* **TASK INSTRUCTIONS**:
a: In the Operation Tarantula text, how many travestis were arrested on the first night of the operation?
b: Rewrite the Operation Tarantula text's paragraph beginning "Operation Tarantula was based on Article 130" as a short list that keeps its main facts.

* **TEXT EXCERPT**:

= Beginning of Section =

= Operation Tarantula =

Operation Tarantula (Operação Tarântula) was a major police operation carried out in São Paulo between February 27 and March 10, 1987. It was based on the criminalization of sex work by travesti and transgender people, in the context of the HIV epidemic in Brazil. 56 travestis were arrested on the first night of the operation.

==History==
In Brazil, at the end of the 1980s, a process of redemocratization was underway, following more than two decades of Brazilian military dictatorship (1964–1985). During this period of political opening, society expected the extension of fundamental rights and guarantees to vulnerable populations.

From the early 1980s until at least the early 1990s, there was a moral panic related to the proliferation of AIDS, then associated with gay men and transgender women, being named, in the academic field, as Gay Related Immune Deficiency (GRID) and, in the media, as "gay cancer", "gay plague" or "pink plague", which resulted in the stigmatization of the LGBTQ population. On May 1, 1980, O Estado de S. Paulo displayed the following headline: "Police already have a joint plan against travestis". In 1981, Jornal do Brasil published the article "New disease affects homosexuals in the USA".

Police persecution intensified between 1980 and 1985, when police chief José Wilson Richetti ordered the mass arrest of travestis and transgender people through operations known as "Clean-up" (Limpeza) and "Round-up" (Rondão), which led to the arrest of more than 1,500 people in downtown São Paulo alone.

Operation Tarantula was based on Article 130 of the Brazilian Penal Code (promulgated in 1940), which condemns to imprisonment of three months to one year (or a fine) any individual who exposes someone to the contagion of a venereal disease with which they know they are infected. An additional year is added to the sentence if the individual intends to transmit the disease. The operation was, therefore, an action to combat AIDS.

At the same time, the operation was linked to an apocalyptic religious ideology, centered on the criminalization of prostitution, especially of transgender people, while concealing information about HIV transmission among cisgender heterosexuals. In the early days of the operation, Márcio Prudente Cruz, chief delegate of the department that brought together the regional police stations of the São Paulo Metropolitan Region (Degran), pontificated: "The times of Nostradamus are coming."

The travestis apprehended by the police were facing charges for the crime of venereal disease transmission, and newspapers of the time indicated the possibility of compulsory testing to detect sexually transmitted diseases, with the penal system appearing as an instrument to contain the growing spread of HIV.

= End of Section =

* **GIVEN DATA**:
= Beginning of Section =

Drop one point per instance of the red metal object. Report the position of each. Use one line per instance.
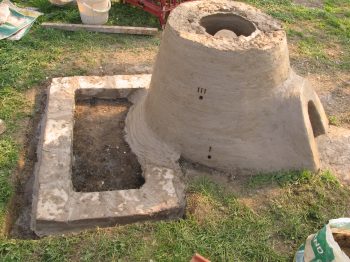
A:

= End of Section =

* **EXPECTED RESPONSES**:
a: 56 travestis were arrested on the first night.

b:
- The operation's legal basis was Article 130 of the Brazilian Penal Code, promulgated in 1940.
- The article punishes anyone who exposes another person to a venereal disease they know they carry, with three months to one year in prison or a fine.
- The sentence increases by one year if the person intends to transmit the disease.
- The operation was therefore an action to combat AIDS.